=== Excerpt provided ===
══════════════════════════════
- Florida, United States

Information
- Type: Online K–12 school
- Established: 2019
- Accreditation: Cognia

= Ivy Global School =

Ivy Global School (IGS) is an American online K–12 school established in 2019 in Florida, United States.

== History ==
Ivy Global School was established in 2019 in the state of Florida, United States, in response to the growing demand among international students for access to U.S.-based education. The development of online education, together with the trend toward personalized learning pathways and early study-abroad planning, created favorable conditions for Ivy Global School to develop a U.S. K–12 school model that allows students to follow an American curriculum through a flexible learning approach without geographical limitations.

From its inception, Ivy Global School has focused on implementing educational programs aligned with U.S. state and national standards for students from elementary through high school levels. Over time, the school has expanded its academic offerings, developed its online learning system, and built a teaching staff that meets U.S. instructional standards. In parallel, Ivy Global School has established academic partnerships with educational organizations such as Florida Virtual School (FLVS), Edmentum, as well as specialized academies in the fields of sports and healthcare, in order to diversify academic content and support different student pathways.

In 2023, Ivy Global School officially launched its campus in the United States, marking a milestone in the expansion of its educational model from fully online delivery to a blended approach that includes on-site learning. The operation of the U.S. campus enhances student learning experiences, supports academic activities, and provides students with more comprehensive exposure to the American educational environment.

== Educational model ==
Ivy Global School applies a student-centered educational model, delivering programs aligned with U.S. state and national standards through a flexible learning format. The curriculum is designed to ensure continuity across grade levels while addressing the diverse learning needs of students in an international educational context.

In terms of academic orientation, Ivy Global School follows a college-preparatory and international pathway model, developing structured learning pathways from elementary through high school within the U.S. education system. This approach focuses on building academic foundations, learning skills, and academic transfer readiness for students as they progress to higher levels of education within the U.S. system or equivalent international systems.

Ivy Global School serves students from elementary to high school levels (K–12), primarily international students seeking to pursue a U.S.-based education through online or blended learning formats. Students come from various countries and regions, particularly across Asia, and typically follow long-term educational pathways aligned with the U.S. education system.
══════════════════════════════
=== Written tasks ===
**A.** According to the Ivy Global School article, in what year did the school open its campus in the United States?
**B.** Please carry the Ivy Global School article forward from its final sentence.
══════════════════════════════
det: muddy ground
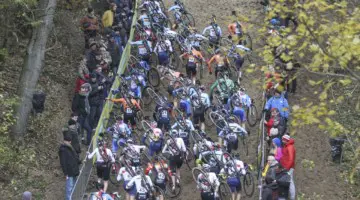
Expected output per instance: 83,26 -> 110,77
2,0 -> 350,200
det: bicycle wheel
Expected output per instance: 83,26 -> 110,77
147,67 -> 160,87
246,104 -> 258,127
191,167 -> 210,183
109,161 -> 121,186
209,111 -> 228,129
184,147 -> 194,170
205,107 -> 214,128
242,172 -> 255,197
219,182 -> 232,200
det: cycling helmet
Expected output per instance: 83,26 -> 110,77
118,138 -> 126,147
170,129 -> 178,137
127,138 -> 134,144
150,121 -> 157,128
202,164 -> 211,172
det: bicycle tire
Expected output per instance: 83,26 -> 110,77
147,67 -> 160,87
109,161 -> 121,186
219,182 -> 232,200
242,172 -> 255,197
246,104 -> 259,127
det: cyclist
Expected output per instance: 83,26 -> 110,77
145,156 -> 171,199
107,97 -> 141,130
202,22 -> 222,47
142,122 -> 163,156
138,8 -> 151,29
207,49 -> 229,78
153,100 -> 171,132
180,48 -> 205,84
130,40 -> 153,65
196,164 -> 220,200
126,167 -> 154,200
119,139 -> 146,167
210,70 -> 235,104
108,116 -> 131,154
86,139 -> 115,193
220,154 -> 246,200
264,90 -> 289,126
162,130 -> 187,191
116,160 -> 136,200
171,116 -> 195,147
154,34 -> 173,66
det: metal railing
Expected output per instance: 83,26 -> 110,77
71,1 -> 137,200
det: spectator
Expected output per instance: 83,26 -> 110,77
86,42 -> 100,73
63,119 -> 81,155
102,3 -> 117,33
280,135 -> 296,200
262,176 -> 278,200
59,134 -> 80,200
271,138 -> 282,162
22,191 -> 32,200
89,72 -> 104,128
80,7 -> 99,49
72,83 -> 92,145
276,166 -> 291,200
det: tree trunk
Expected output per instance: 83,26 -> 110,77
13,0 -> 56,139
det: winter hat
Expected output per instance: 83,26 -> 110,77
270,128 -> 279,136
281,134 -> 291,142
272,138 -> 281,147
22,191 -> 32,200
68,119 -> 76,126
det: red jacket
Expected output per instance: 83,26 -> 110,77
280,139 -> 296,170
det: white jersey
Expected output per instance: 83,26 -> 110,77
116,167 -> 135,182
126,175 -> 153,194
196,172 -> 220,192
88,148 -> 115,163
162,138 -> 186,156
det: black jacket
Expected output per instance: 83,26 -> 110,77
59,144 -> 80,177
71,94 -> 90,116
262,183 -> 278,200
63,125 -> 81,154
89,82 -> 104,106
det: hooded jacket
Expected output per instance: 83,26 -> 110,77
262,183 -> 278,200
280,138 -> 296,170
59,143 -> 80,177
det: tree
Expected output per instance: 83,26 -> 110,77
260,0 -> 360,187
13,0 -> 56,138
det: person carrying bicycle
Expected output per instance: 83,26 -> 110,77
107,116 -> 131,154
220,154 -> 246,200
210,70 -> 235,104
126,167 -> 154,200
107,97 -> 141,130
142,122 -> 163,156
171,116 -> 195,147
86,139 -> 115,193
196,164 -> 220,200
202,21 -> 222,47
145,156 -> 171,198
153,97 -> 172,132
154,34 -> 173,66
180,48 -> 205,84
162,130 -> 187,191
116,160 -> 136,200
207,49 -> 229,78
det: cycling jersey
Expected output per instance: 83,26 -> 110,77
87,147 -> 115,163
196,172 -> 220,192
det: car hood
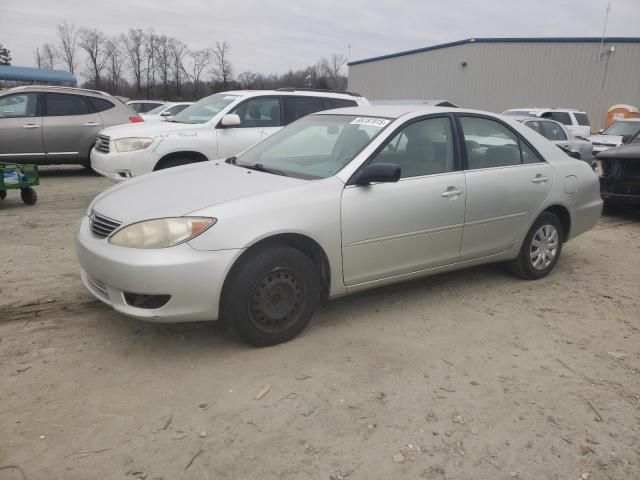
══════════════════════════════
=== Task answers ===
**A.** 2023

**B.**
== Programs ==

=== U.S. Elementary & Middle School (Grades K–8) ===
The U.S. Elementary and Middle School Program at Ivy Global School is developed in alignment with U.S. state and national standards and serves students from Kindergarten through Grade 8. The curriculum focuses on core subjects such as Mathematics, English Language Arts, Science, and Social Studies, providing students with essential knowledge and academic skills for subsequent levels of study.

The program is delivered through a flexible learning format tailored to students' age and academic ability. At this stage, the school emphasizes the development of effective study habits, academic English proficiency, and foundational thinking skills in preparation for high school.

=== Honor Program (Grades 3–8) ===
The Honor Program at Ivy Global School is designed for students in Grades 3–8 who demonstrate advanced academic ability or wish to pursue an accelerated learning pathway. The curriculum is structured to extend and deepen learning beyond the standard program, supporting the development of analytical thinking, problem-solving abilities, and higher-level academic skills.

This program enables students to access advanced coursework while building a strong academic foundation for high school and more specialized academic programs in later stages.

=== American High School Diploma (Grades 9–12) ===
The American High School Diploma Program at Ivy Global School is a U.S. secondary education program serving students in Grades 9–12. Students earn credits in accordance with program requirements and complete required and elective courses based on individualized academic plans.

The program is designed with a college-preparatory orientation, helping students become familiar with academic expectations, assessment methods, and learning environments within the U.S. education system, while supporting their preparation for academic transition and further study in international educational settings.

== Teaching format ==
Ivy Global School operates primarily as an online school, providing a comprehensive K-12 curriculum from elementary to high school. Students attend classes via the internet, allowing for flexibility in time and location, which caters to the demand for personalized educational pathways.

The Learning Management System (LMS) serves as the core platform for all instructional activities. The school utilizes advanced educational technology platforms to manage learning materials, track academic progress, and organize interactive Live-classes, creating a synchronized digital educational ecosystem.

In addition to its purely online model, Ivy Global School implements hybrid learning by establishing training hubs in the United States. This model combines digital self-paced learning with live or online interaction with instructors to optimize comprehension and support the development of students' social skills.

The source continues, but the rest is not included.